§ **What the exercise asks**
Please count the lines in the listing below that contain the string "speckled", treating uppercase and lowercase as different, and reply with the number alone.

§ **Records for this exercise**
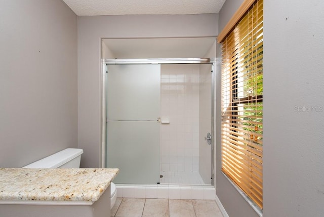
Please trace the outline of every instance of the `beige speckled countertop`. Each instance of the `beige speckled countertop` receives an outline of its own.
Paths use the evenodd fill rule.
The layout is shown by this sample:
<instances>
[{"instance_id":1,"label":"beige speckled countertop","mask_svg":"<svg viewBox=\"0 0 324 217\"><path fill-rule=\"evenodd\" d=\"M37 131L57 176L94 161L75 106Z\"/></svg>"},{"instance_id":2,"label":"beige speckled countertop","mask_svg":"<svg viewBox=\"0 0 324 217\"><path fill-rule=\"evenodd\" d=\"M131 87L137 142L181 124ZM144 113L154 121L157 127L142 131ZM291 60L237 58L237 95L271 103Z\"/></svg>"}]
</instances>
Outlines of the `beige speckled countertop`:
<instances>
[{"instance_id":1,"label":"beige speckled countertop","mask_svg":"<svg viewBox=\"0 0 324 217\"><path fill-rule=\"evenodd\" d=\"M0 200L96 201L118 169L0 168Z\"/></svg>"}]
</instances>

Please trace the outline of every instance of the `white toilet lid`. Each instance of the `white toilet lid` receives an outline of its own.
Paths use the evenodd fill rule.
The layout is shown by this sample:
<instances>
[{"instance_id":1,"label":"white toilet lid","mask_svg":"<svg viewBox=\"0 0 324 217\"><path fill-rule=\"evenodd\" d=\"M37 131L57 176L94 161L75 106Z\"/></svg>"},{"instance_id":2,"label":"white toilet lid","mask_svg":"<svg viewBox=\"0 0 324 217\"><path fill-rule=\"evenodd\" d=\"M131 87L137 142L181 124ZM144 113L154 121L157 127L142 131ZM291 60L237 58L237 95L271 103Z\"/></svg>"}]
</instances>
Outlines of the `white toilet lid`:
<instances>
[{"instance_id":1,"label":"white toilet lid","mask_svg":"<svg viewBox=\"0 0 324 217\"><path fill-rule=\"evenodd\" d=\"M116 193L116 185L113 183L110 183L110 197Z\"/></svg>"}]
</instances>

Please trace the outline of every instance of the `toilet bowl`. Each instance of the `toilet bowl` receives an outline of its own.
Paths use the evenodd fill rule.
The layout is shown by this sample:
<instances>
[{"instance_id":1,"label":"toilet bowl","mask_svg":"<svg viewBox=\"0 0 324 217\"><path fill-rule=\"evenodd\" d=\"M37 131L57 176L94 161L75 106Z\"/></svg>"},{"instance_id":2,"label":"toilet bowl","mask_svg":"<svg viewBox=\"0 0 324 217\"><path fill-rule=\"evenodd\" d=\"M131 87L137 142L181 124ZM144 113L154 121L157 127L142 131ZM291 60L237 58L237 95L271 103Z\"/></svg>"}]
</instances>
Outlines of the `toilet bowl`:
<instances>
[{"instance_id":1,"label":"toilet bowl","mask_svg":"<svg viewBox=\"0 0 324 217\"><path fill-rule=\"evenodd\" d=\"M79 149L66 149L45 158L25 166L23 168L79 168L81 155ZM110 184L110 208L117 197L116 186Z\"/></svg>"}]
</instances>

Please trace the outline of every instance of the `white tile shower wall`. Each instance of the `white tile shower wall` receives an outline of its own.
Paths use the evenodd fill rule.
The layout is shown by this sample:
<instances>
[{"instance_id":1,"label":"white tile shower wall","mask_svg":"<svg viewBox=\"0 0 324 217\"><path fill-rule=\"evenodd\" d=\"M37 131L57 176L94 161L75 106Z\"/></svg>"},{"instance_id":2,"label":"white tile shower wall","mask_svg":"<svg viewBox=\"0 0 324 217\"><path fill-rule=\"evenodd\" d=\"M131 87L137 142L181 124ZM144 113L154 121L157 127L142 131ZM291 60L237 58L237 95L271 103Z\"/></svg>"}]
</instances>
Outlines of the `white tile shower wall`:
<instances>
[{"instance_id":1,"label":"white tile shower wall","mask_svg":"<svg viewBox=\"0 0 324 217\"><path fill-rule=\"evenodd\" d=\"M198 64L161 66L161 170L197 172L199 169Z\"/></svg>"}]
</instances>

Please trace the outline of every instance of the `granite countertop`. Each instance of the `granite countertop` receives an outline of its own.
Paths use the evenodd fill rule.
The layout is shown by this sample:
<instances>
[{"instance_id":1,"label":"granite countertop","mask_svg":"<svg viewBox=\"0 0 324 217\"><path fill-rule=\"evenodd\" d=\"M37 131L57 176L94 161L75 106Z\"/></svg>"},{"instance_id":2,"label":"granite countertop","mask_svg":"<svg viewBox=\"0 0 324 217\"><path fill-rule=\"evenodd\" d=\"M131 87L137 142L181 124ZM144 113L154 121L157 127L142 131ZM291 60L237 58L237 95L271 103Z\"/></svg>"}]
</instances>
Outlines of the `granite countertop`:
<instances>
[{"instance_id":1,"label":"granite countertop","mask_svg":"<svg viewBox=\"0 0 324 217\"><path fill-rule=\"evenodd\" d=\"M0 168L0 200L96 201L118 169Z\"/></svg>"}]
</instances>

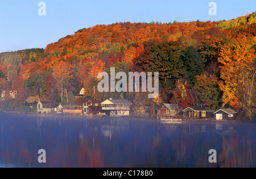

§ **Answer for the task**
4